## Task goal
Reproduce every entry exactly.

## Information provided
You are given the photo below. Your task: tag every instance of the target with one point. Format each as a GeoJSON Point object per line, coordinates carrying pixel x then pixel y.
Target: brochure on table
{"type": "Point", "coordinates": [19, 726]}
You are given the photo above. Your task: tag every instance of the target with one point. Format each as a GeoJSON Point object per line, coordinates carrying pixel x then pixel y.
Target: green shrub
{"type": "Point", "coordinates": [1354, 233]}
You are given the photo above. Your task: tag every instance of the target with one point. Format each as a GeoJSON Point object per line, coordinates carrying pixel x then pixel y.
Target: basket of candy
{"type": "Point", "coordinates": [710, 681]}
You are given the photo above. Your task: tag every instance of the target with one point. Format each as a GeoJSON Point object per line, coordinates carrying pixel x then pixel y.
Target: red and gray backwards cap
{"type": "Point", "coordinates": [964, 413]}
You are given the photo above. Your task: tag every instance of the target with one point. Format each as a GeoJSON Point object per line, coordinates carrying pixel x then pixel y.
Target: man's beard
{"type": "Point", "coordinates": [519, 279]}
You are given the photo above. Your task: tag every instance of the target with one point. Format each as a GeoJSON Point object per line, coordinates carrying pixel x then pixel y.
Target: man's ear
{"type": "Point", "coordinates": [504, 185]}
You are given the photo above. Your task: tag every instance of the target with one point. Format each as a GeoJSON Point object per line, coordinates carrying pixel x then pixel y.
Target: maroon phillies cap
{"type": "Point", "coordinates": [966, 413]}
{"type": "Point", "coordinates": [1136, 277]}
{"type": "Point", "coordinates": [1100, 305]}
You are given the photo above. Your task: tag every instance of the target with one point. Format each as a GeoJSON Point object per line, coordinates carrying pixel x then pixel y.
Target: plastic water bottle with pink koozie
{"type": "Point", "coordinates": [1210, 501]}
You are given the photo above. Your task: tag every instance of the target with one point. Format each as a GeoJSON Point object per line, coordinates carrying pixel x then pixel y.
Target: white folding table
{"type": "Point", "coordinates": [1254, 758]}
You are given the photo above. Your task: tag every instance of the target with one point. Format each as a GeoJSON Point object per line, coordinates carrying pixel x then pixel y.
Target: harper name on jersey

## Task output
You are given the photo below. Your task: tag every instance of the target with one point. Format each as a GeoJSON Point object per line, coordinates carrying pixel x then pixel y.
Target: brochure on table
{"type": "Point", "coordinates": [19, 726]}
You are given the photo above. Your task: tag every instance of the target with one point. Format each as a GeoJSON Point object per line, coordinates carrying pixel x then pixel y.
Target: green shrub
{"type": "Point", "coordinates": [1354, 233]}
You are given the photo above. Your task: tag every instance of the target with one point. Format each as a GeoJSON Point object per line, coordinates carrying pixel x then pixel y.
Target: basket of candy
{"type": "Point", "coordinates": [710, 681]}
You are given the photo above. Your task: tag every instance of the target with one point. Format each as a GeoJSON Point object per line, coordinates carrying pixel x then pixel y.
Target: red and gray backwards cap
{"type": "Point", "coordinates": [964, 413]}
You are given the photo above. Your task: tag every instance of the target with one point. Format each as a GeoJSON Point object per line, coordinates carrying pixel x then pixel y.
Target: man's beard
{"type": "Point", "coordinates": [519, 279]}
You are given the photo above. Your task: tag every instance of the target with one point. Format each as a GeoJSON Point object per line, coordinates carrying pixel x then pixel y.
Target: man's ear
{"type": "Point", "coordinates": [504, 185]}
You are given the photo above. Your task: tag every instance of the target with one point. Format each as a GeoJSON Point object per line, coordinates carrying pixel x then pixel y.
Target: maroon phillies cap
{"type": "Point", "coordinates": [966, 413]}
{"type": "Point", "coordinates": [1136, 277]}
{"type": "Point", "coordinates": [1100, 305]}
You are given the photo above. Your task: tag every instance of the target with one point. Format each as a GeoJSON Point object per line, coordinates carrying pixel x then pixel y.
Target: plastic water bottle with pink koozie
{"type": "Point", "coordinates": [1210, 501]}
You are given the photo above. Your task: tag every instance of the target with one point. Format each as a GeoJSON Point object per line, coordinates carrying pixel x then pixel y.
Target: white folding table
{"type": "Point", "coordinates": [1254, 758]}
You are given the photo above. Your task: tag every instance of the target with one point. Format each as a GeoJSON Point object per line, coordinates carrying pixel x then pixel y.
Target: harper name on jersey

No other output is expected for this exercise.